### WORK TASK
Find all lines in the records that include the word "outlet", and copy them out.
---+---
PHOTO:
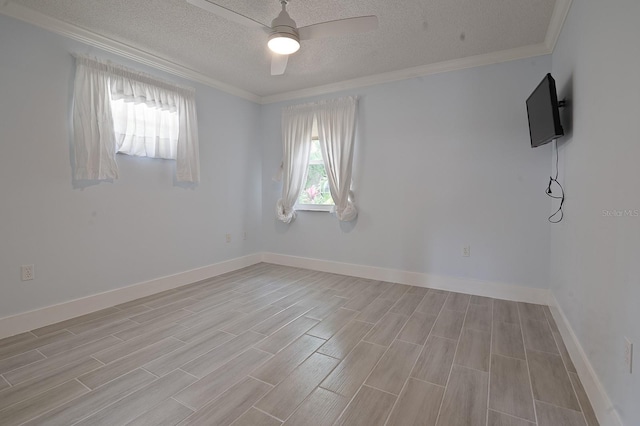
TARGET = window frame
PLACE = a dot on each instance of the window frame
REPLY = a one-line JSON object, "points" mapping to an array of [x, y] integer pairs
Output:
{"points": [[314, 207]]}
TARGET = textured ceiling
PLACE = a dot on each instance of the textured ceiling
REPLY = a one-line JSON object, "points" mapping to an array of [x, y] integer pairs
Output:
{"points": [[412, 33]]}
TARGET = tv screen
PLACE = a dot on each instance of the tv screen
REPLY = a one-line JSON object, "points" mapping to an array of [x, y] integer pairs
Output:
{"points": [[544, 116]]}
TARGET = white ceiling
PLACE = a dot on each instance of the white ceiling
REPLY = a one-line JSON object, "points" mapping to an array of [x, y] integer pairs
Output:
{"points": [[412, 33]]}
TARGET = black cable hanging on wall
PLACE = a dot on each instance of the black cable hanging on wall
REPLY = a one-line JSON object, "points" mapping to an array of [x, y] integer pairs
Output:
{"points": [[549, 192]]}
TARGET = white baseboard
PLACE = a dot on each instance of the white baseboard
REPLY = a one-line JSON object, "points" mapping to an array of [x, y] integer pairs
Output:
{"points": [[26, 321], [462, 285], [602, 406]]}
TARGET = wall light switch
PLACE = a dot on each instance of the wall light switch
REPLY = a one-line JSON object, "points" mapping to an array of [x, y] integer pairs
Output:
{"points": [[628, 354], [28, 272]]}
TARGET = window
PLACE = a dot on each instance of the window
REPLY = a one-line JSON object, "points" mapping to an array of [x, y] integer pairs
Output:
{"points": [[145, 131], [315, 194], [116, 109]]}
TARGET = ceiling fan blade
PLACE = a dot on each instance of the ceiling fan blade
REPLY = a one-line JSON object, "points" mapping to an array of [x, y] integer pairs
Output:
{"points": [[228, 14], [278, 64], [338, 28]]}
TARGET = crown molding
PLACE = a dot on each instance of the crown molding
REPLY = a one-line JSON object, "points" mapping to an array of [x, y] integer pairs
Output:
{"points": [[560, 12], [420, 71], [119, 48], [139, 55]]}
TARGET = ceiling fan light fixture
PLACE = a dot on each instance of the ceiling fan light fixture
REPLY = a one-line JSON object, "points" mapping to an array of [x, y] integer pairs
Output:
{"points": [[283, 43]]}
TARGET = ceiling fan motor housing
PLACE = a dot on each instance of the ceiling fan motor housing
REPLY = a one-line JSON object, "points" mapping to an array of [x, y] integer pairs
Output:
{"points": [[283, 25]]}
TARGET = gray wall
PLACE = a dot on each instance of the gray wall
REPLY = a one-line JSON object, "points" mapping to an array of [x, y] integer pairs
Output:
{"points": [[595, 273], [140, 227], [440, 161]]}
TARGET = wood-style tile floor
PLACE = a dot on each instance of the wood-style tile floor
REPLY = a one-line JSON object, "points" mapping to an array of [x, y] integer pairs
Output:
{"points": [[271, 345]]}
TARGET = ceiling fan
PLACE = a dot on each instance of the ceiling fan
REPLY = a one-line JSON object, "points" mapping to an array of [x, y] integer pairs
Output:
{"points": [[285, 36]]}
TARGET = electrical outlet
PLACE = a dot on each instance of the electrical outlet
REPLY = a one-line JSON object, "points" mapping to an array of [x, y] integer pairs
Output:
{"points": [[28, 272], [628, 354]]}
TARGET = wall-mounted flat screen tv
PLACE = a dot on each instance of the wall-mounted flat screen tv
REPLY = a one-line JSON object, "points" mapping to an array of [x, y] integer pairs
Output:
{"points": [[544, 114]]}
---+---
### SOLUTION BELOW
TARGET = electrical outlet
PLACE = a dot on each instance of the electrical outlet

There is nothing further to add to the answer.